Render all of the records below as a single numbered list, one line per item, omitting blank lines.

───

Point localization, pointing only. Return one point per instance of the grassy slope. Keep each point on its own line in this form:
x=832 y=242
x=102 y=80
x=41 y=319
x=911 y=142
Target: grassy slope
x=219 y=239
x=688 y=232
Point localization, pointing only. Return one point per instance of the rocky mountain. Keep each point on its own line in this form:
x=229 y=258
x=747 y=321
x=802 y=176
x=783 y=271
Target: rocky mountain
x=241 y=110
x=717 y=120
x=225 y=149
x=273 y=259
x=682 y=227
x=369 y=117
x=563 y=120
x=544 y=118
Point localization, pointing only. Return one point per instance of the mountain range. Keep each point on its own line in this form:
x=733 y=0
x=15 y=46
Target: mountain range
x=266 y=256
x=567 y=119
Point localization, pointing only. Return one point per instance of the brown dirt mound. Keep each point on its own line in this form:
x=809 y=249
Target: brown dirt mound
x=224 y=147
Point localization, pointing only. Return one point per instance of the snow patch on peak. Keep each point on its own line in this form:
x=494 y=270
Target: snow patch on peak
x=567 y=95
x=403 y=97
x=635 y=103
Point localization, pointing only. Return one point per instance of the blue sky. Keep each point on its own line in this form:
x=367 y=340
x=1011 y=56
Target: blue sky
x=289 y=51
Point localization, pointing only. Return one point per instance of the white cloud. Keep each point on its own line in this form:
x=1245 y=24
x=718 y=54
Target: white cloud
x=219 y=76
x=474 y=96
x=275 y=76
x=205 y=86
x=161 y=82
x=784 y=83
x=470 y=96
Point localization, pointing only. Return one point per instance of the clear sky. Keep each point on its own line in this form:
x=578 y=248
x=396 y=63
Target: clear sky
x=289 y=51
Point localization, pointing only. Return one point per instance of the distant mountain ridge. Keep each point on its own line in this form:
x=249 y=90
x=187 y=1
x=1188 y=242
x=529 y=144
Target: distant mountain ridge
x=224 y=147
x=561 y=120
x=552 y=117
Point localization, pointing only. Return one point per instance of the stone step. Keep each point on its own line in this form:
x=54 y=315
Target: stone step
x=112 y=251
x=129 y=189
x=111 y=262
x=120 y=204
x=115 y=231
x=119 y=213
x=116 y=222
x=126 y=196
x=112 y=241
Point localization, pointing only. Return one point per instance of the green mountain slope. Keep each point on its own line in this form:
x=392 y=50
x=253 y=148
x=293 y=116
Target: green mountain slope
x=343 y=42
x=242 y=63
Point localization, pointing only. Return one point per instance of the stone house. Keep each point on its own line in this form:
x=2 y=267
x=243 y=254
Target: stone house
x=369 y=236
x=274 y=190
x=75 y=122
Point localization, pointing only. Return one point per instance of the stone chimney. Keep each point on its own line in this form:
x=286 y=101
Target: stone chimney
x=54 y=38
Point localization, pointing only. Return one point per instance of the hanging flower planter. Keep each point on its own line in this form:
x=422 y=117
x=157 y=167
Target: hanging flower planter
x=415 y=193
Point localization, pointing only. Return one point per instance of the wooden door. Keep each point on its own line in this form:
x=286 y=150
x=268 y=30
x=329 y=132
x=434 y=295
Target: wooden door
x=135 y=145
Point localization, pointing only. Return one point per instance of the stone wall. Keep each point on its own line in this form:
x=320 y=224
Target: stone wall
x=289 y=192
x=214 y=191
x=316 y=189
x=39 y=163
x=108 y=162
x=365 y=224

───

> **THE RESULT**:
1. Point localization, pointing only. Return one point per instance of the grassy slope. Keep each point on its own line in this form:
2. x=832 y=242
3. x=102 y=80
4. x=41 y=319
5. x=911 y=142
6. Target: grassy slope
7. x=219 y=239
8. x=688 y=232
9. Point localization, pointing only. Return one point per instance of the rocky mountain. Keep each point on its own line in this form:
10. x=229 y=258
11. x=747 y=321
12. x=802 y=176
13. x=783 y=271
14. Target: rocky mountain
15. x=241 y=110
16. x=717 y=120
17. x=225 y=149
18. x=273 y=259
19. x=682 y=227
20. x=369 y=117
21. x=563 y=120
22. x=544 y=118
23. Point localization, pointing only. Return one point per instance of the mountain range. Keep each point on its own line in this form:
24. x=733 y=0
25. x=15 y=46
26. Target: mountain range
27. x=266 y=256
28. x=567 y=119
29. Point localization, pointing only. Return one point per instance of the brown dirt mound. Keep each point on its own line in this form:
30. x=809 y=249
31. Target: brown dirt mound
32. x=224 y=147
33. Point localization, pointing only. Return one point per instance of the snow patch on peak. Keep each point on its own line in this form:
34. x=494 y=270
35. Target: snow patch on peak
36. x=567 y=95
37. x=403 y=97
38. x=635 y=103
39. Point localization, pointing only. Return one point per instance of the blue sky. Keep each point on its own line in this form:
40. x=367 y=340
41. x=1011 y=56
42. Target: blue sky
43. x=289 y=51
44. Point localization, pointing only. Return one point per instance of the white cloud. Keep each point on its own line in this form:
45. x=1245 y=24
46. x=718 y=54
47. Target: white cloud
48. x=219 y=76
49. x=474 y=96
50. x=275 y=76
51. x=205 y=86
52. x=161 y=82
53. x=784 y=83
54. x=470 y=96
55. Point localization, pointing only. Return one point per instance of the clear sky. Keep each point on its own line in this form:
56. x=578 y=248
57. x=396 y=63
58. Target: clear sky
59. x=289 y=51
60. Point localization, pointing only. Return one point per instance of the distant mountain ridge. Keep each point on its own line in this form:
61. x=249 y=90
62. x=187 y=1
63. x=1188 y=242
64. x=529 y=144
65. Target: distant mountain ridge
66. x=224 y=147
67. x=561 y=120
68. x=552 y=117
69. Point localization, pointing only. Return one point per instance of the stone step. Keep each point on its own line in this form:
70. x=54 y=315
71. Target: stone step
72. x=112 y=251
73. x=129 y=189
74. x=111 y=262
75. x=120 y=204
76. x=115 y=231
77. x=119 y=213
78. x=116 y=222
79. x=126 y=196
80. x=112 y=241
81. Point localization, pointing only. Return one point per instance of the green mountain slope. Keep each point on its own line in this form:
82. x=392 y=50
83. x=253 y=148
84. x=293 y=116
85. Target: green mountain slope
86. x=343 y=42
87. x=242 y=63
88. Point localization, pointing only. Return one point per instance of the stone house. Keep each point on its own line in this form:
89. x=2 y=267
90. x=243 y=254
91. Target: stone house
92. x=369 y=236
93. x=274 y=190
94. x=75 y=122
95. Point localization, pointing only. Return one point per instance of the stone chimney. Keep each point on its own line in this form:
96. x=286 y=101
97. Target: stone chimney
98. x=54 y=38
99. Point localization, pointing only. Return one point per instance of the hanging flower planter. Keep each point on its own line in this form:
100. x=422 y=117
101. x=157 y=167
102. Target: hanging flower planter
103. x=415 y=193
104. Point localization, pointing only. Return one point per instance of the wooden door. Keep each point on its own line in this form:
105. x=286 y=150
106. x=268 y=30
107. x=329 y=132
108. x=434 y=295
109. Target: wooden door
110. x=135 y=145
111. Point localization, pointing only. Return one point per instance of the stone wall. Keep each point on its own line in this form:
112. x=320 y=224
113. Target: stone wall
114. x=289 y=192
115. x=214 y=191
116. x=316 y=189
117. x=39 y=163
118. x=108 y=162
119. x=365 y=224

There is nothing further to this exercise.